# Document section
---
A second ideological source comes from the Unitarians. For convenience I call it Free Catholicism (which is how it called itself). Joseph Morgan Lloyd Thomas took the liturgical and Victorian gothic Free Christian tradition to a Catholic liturgical logic along with ecumenical friends including the congregationalist W. E. Orchard. This is just a few years after the outbreak of Liberal Catholicism. Free Catholicism did become trinitarian, after a fashion, but promoted creedless sacramentalism. Another strand is from Ulric Vernon Herford, who came from a family of Unitarian ministers. He had ordinary ministries in East Anglia and the west of England, but had mixed with the liturgical side of Unitarianism and indeed partly trained with Anglo-Catholics in Oxford. He then moved his Oxford congregation into a semi-monastic and liturgically richer setting and had a grand world-ecumenical vision, being ordained and consecrated in India along the lines of the Syro-Chaldean (Nestorian) Church and Roman Catholic Church, Syro-Chaldean Rite. He did not change his theology - he continued to be in all effect Unitarian. It seems that he assumed a Unitarianism of sorts in his consecrator and his consecrator Luis Mariano Suares, Mar Basilius, assumed a trinitarianism in Herford.
---
# Excerpted data
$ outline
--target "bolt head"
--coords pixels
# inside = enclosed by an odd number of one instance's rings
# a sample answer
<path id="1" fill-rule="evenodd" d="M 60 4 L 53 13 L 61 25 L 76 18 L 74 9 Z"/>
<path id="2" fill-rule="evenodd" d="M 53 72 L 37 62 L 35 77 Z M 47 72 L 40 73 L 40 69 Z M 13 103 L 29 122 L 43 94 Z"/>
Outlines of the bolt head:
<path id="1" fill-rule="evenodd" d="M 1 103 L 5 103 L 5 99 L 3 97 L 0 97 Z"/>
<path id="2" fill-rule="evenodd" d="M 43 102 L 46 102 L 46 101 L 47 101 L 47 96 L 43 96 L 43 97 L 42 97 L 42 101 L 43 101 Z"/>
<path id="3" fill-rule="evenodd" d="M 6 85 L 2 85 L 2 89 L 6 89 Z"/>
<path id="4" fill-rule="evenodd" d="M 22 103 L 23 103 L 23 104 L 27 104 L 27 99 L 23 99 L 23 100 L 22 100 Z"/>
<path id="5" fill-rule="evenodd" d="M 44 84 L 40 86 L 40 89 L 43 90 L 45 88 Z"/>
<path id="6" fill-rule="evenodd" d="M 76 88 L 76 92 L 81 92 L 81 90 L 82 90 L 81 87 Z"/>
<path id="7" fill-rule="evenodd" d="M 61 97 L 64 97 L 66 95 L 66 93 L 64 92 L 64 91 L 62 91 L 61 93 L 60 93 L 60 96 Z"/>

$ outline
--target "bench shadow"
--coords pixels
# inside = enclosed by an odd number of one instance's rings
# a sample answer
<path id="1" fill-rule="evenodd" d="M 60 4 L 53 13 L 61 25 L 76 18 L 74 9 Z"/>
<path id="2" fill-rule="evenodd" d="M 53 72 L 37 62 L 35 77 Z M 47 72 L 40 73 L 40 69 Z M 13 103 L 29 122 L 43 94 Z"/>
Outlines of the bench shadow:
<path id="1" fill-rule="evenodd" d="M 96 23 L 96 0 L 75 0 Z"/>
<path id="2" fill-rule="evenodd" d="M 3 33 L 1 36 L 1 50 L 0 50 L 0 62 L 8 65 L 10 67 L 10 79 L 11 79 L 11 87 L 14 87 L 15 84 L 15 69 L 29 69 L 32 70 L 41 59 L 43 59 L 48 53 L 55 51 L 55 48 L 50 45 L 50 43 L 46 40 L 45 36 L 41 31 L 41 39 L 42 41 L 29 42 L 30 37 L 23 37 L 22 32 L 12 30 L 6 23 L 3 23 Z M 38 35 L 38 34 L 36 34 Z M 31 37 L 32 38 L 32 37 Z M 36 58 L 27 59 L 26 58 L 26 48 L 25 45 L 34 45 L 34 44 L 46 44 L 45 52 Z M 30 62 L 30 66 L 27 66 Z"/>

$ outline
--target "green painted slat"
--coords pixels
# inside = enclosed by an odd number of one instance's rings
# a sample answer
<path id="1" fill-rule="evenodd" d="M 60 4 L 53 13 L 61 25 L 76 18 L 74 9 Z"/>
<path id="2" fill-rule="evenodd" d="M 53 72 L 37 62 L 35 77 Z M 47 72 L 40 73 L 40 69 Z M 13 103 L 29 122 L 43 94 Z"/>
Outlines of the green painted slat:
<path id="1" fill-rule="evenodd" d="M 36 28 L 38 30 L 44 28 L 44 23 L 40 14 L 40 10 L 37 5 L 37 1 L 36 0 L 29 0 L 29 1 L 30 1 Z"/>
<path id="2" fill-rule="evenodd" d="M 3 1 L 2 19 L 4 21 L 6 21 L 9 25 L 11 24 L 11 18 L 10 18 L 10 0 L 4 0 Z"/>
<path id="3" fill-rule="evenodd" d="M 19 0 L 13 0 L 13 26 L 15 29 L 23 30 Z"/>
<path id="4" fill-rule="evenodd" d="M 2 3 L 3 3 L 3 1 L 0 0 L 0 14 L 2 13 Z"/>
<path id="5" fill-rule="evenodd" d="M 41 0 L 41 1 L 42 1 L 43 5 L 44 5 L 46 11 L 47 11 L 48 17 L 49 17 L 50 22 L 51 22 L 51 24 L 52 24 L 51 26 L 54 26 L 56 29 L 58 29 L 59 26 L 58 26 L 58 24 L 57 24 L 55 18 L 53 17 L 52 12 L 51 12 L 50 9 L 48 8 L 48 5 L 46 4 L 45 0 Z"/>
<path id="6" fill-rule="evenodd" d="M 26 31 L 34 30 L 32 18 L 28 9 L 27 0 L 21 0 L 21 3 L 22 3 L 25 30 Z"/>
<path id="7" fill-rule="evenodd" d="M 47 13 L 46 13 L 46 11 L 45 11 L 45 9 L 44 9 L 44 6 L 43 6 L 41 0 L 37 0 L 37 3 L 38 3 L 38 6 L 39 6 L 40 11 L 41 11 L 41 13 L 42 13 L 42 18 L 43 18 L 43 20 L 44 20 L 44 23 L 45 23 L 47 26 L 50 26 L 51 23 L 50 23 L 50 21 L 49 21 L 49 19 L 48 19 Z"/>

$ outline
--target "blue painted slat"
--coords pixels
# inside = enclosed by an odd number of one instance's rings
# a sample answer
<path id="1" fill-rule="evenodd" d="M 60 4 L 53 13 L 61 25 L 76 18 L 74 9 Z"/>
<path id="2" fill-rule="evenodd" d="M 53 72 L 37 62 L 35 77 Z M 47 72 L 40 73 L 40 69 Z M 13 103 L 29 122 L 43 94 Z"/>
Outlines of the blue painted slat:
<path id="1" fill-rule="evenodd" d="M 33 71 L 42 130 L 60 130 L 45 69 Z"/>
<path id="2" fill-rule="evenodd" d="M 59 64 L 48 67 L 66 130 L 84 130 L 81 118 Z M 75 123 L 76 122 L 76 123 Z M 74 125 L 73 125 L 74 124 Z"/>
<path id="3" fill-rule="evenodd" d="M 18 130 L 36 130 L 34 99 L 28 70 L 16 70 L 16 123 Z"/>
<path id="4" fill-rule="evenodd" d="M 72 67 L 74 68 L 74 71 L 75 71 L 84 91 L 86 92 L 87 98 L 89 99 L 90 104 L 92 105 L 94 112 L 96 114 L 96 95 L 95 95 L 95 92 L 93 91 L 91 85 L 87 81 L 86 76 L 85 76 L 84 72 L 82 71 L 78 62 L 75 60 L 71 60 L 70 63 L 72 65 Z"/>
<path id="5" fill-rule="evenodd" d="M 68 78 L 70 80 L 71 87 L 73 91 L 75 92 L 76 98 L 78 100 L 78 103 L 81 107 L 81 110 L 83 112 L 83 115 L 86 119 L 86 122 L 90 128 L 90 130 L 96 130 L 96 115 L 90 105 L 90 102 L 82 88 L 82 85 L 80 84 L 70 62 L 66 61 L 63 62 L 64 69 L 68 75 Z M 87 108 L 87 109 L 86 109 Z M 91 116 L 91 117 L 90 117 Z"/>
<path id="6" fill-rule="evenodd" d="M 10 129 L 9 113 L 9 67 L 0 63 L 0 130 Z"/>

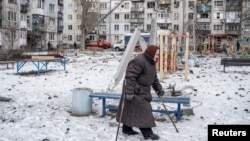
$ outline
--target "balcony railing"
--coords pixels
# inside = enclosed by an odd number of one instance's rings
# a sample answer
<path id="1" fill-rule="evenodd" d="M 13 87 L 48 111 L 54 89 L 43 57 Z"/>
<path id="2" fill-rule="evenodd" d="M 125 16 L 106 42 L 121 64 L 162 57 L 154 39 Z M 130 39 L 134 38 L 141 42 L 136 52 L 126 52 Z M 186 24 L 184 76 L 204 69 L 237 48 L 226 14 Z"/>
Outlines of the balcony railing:
<path id="1" fill-rule="evenodd" d="M 63 25 L 62 26 L 57 26 L 57 32 L 63 32 Z"/>
<path id="2" fill-rule="evenodd" d="M 226 11 L 241 11 L 241 6 L 226 6 Z"/>
<path id="3" fill-rule="evenodd" d="M 143 12 L 144 11 L 144 7 L 141 7 L 141 8 L 131 7 L 131 11 L 132 12 Z"/>
<path id="4" fill-rule="evenodd" d="M 226 30 L 225 34 L 229 34 L 229 35 L 238 35 L 238 32 L 235 30 Z"/>
<path id="5" fill-rule="evenodd" d="M 45 25 L 44 24 L 32 24 L 32 29 L 33 30 L 45 30 Z"/>
<path id="6" fill-rule="evenodd" d="M 63 0 L 58 0 L 59 5 L 63 5 Z"/>
<path id="7" fill-rule="evenodd" d="M 144 19 L 130 19 L 131 23 L 143 23 Z"/>
<path id="8" fill-rule="evenodd" d="M 58 19 L 63 19 L 63 13 L 61 11 L 58 11 L 57 17 Z"/>

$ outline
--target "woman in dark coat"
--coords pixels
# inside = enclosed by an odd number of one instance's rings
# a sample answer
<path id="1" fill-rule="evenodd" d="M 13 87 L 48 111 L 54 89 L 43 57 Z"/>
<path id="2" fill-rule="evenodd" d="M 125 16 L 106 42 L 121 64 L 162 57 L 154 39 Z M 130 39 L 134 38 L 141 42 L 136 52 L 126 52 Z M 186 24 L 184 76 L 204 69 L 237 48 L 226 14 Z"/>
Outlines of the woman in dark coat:
<path id="1" fill-rule="evenodd" d="M 150 45 L 144 53 L 128 63 L 116 116 L 116 120 L 123 123 L 123 133 L 138 134 L 132 129 L 132 127 L 138 127 L 144 138 L 151 140 L 160 138 L 152 131 L 152 127 L 156 124 L 150 104 L 151 86 L 159 96 L 164 95 L 156 72 L 157 52 L 159 52 L 159 47 Z M 120 115 L 122 115 L 121 118 Z"/>

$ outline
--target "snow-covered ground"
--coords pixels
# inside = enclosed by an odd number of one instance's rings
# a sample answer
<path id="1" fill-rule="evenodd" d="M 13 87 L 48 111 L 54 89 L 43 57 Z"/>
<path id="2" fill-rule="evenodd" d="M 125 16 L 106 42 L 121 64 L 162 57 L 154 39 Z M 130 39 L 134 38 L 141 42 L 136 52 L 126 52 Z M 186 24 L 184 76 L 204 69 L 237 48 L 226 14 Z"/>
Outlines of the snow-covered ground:
<path id="1" fill-rule="evenodd" d="M 59 63 L 50 63 L 49 71 L 36 75 L 35 66 L 27 63 L 16 74 L 15 69 L 0 65 L 0 141 L 110 141 L 115 140 L 118 123 L 115 114 L 101 117 L 101 100 L 93 99 L 93 112 L 72 116 L 72 94 L 75 88 L 108 92 L 121 60 L 122 52 L 78 53 L 67 57 L 66 71 Z M 154 113 L 157 127 L 153 131 L 160 141 L 207 141 L 208 125 L 250 123 L 249 67 L 220 65 L 221 54 L 195 56 L 197 67 L 189 67 L 188 81 L 183 71 L 168 74 L 162 85 L 176 82 L 176 89 L 191 87 L 193 115 L 183 115 L 175 122 L 177 133 L 166 114 Z M 121 93 L 121 82 L 114 91 Z M 184 93 L 185 94 L 185 93 Z M 118 103 L 110 100 L 110 103 Z M 163 109 L 161 103 L 153 108 Z M 169 110 L 176 105 L 167 104 Z M 175 117 L 171 116 L 174 121 Z M 138 128 L 134 128 L 139 131 Z M 121 130 L 119 141 L 143 140 L 142 134 L 126 136 Z"/>

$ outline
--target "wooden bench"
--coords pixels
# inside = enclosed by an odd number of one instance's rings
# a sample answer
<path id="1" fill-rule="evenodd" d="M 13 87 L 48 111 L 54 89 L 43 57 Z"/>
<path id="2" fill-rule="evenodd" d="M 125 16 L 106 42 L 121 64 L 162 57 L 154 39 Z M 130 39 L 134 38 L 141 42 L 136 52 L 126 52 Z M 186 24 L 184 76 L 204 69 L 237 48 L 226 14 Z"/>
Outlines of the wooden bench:
<path id="1" fill-rule="evenodd" d="M 224 65 L 224 72 L 229 66 L 250 66 L 250 58 L 221 58 L 221 65 Z"/>
<path id="2" fill-rule="evenodd" d="M 9 69 L 9 64 L 12 64 L 12 69 L 14 69 L 14 64 L 16 61 L 9 60 L 7 53 L 0 54 L 0 64 L 7 64 L 7 69 Z"/>
<path id="3" fill-rule="evenodd" d="M 117 106 L 107 105 L 106 99 L 118 99 L 119 100 L 121 97 L 121 94 L 96 92 L 96 93 L 91 93 L 89 95 L 89 97 L 102 99 L 102 116 L 105 116 L 106 109 L 117 110 L 117 108 L 118 108 Z M 158 98 L 157 95 L 153 95 L 152 102 L 159 102 L 161 104 L 161 100 Z M 176 110 L 167 111 L 167 112 L 169 114 L 171 114 L 171 113 L 175 114 L 177 120 L 180 120 L 181 119 L 181 104 L 189 104 L 190 97 L 188 97 L 188 96 L 163 96 L 162 102 L 164 102 L 164 103 L 176 103 L 177 104 Z M 154 110 L 154 109 L 153 109 L 153 112 L 166 113 L 165 110 Z"/>

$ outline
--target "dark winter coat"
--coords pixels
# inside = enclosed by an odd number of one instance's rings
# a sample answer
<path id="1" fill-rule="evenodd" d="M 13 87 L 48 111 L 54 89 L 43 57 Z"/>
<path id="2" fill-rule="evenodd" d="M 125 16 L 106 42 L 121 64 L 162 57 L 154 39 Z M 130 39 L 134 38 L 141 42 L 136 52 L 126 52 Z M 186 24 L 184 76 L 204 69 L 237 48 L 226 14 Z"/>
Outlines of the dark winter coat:
<path id="1" fill-rule="evenodd" d="M 152 114 L 151 86 L 155 91 L 161 87 L 156 73 L 156 65 L 152 57 L 147 53 L 138 55 L 132 59 L 127 67 L 123 94 L 120 99 L 116 120 L 120 121 L 122 103 L 124 100 L 121 123 L 130 127 L 150 128 L 155 127 L 155 120 Z M 134 93 L 132 101 L 124 99 L 125 93 Z"/>

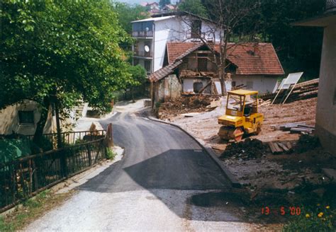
---
# Directions
• 1. In one to three sentences, explain why the passage on Free Catholicism uses the name "Free Catholicism" for the Unitarian source it describes.
• 2. Answer these questions from the passage on Free Catholicism, marking your answers (a), (b) and (c):
(a) Which congregationalist is named among Joseph Morgan Lloyd Thomas's ecumenical friends?
(b) In which regions did Ulric Vernon Herford hold ordinary ministries?
(c) What did Free Catholicism promote?
• 3. Write what comes next in the passage on Free Catholicism, picking up after its final sentence.
The material comes from a different source than the passage on Free Catholicism.

# Answer list
• 1. The author uses the name for convenience. It is also the name the movement used for itself.

• 2.
(a) W. E. Orchard
(b) East Anglia and the west of England
(c) Creedless sacramentalism

• 3.
I would like to think that Free Catholicism adds a rationality to the more magical tradition that is Liberal Catholicism - that would be my own bias I suppose. Free Catholicism did not continue like Liberal Catholicism did, and Unitarianism is biased against it - it regards the founders as unreliable, detached and against the ethos of Unitarianism. I used to think they were missing a trick or three (especially in a more symbolic postmodern age), and it is a principle reason why I moved to the Anglicans for a more liturgical and eucharistic setting, and a faith path or spiritual discipline.

One gets the connection, but I realise that I stretch Anglicanism as far as it can go (and possibly too far). My own religious beginnings were in liberal theological Anglicanism - and I moved to the Unitarians, and from them moved back to the Anglicans. I am one of those who has crossed the borders. I probably live in the borders, a sort of religious Northumberland.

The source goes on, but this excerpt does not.